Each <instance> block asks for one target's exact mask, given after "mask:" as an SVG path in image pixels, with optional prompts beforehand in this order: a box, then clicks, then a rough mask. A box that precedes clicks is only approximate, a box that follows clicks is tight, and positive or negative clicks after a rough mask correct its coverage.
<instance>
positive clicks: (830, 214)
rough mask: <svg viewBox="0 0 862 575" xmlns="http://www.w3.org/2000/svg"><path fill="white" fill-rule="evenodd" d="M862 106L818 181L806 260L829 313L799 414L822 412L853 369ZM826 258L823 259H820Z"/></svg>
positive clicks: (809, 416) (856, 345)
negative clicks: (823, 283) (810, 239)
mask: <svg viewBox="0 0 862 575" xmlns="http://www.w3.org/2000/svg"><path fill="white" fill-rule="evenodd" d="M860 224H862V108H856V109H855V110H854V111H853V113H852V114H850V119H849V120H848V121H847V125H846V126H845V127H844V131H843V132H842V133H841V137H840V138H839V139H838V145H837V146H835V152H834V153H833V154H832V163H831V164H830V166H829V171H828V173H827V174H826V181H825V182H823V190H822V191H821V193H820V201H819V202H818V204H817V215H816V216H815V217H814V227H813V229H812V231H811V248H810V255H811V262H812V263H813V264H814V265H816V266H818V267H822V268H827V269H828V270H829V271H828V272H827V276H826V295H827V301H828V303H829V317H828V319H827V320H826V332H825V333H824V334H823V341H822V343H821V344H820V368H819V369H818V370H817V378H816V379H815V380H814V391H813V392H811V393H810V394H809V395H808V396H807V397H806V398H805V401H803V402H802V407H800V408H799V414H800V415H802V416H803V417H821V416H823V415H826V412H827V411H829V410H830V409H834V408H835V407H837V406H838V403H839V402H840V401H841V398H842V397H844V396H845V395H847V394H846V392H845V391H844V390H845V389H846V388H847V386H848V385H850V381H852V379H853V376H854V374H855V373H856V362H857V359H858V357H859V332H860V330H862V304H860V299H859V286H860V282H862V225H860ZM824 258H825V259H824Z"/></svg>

============================================================

Description of the task:
List every line above that holds the word "positive".

Expected output:
Each <instance> block asks for one target's exact mask, given after "mask:" as an SVG path in image pixels, with optional prompts beforehand in this order: a box, then clicks, then a rough mask. A box that precedes clicks is only approximate, a box that follows clicks is tight, and positive or negative clicks after a rough mask correct its coverage.
positive clicks: (830, 214)
positive clicks: (809, 416) (856, 345)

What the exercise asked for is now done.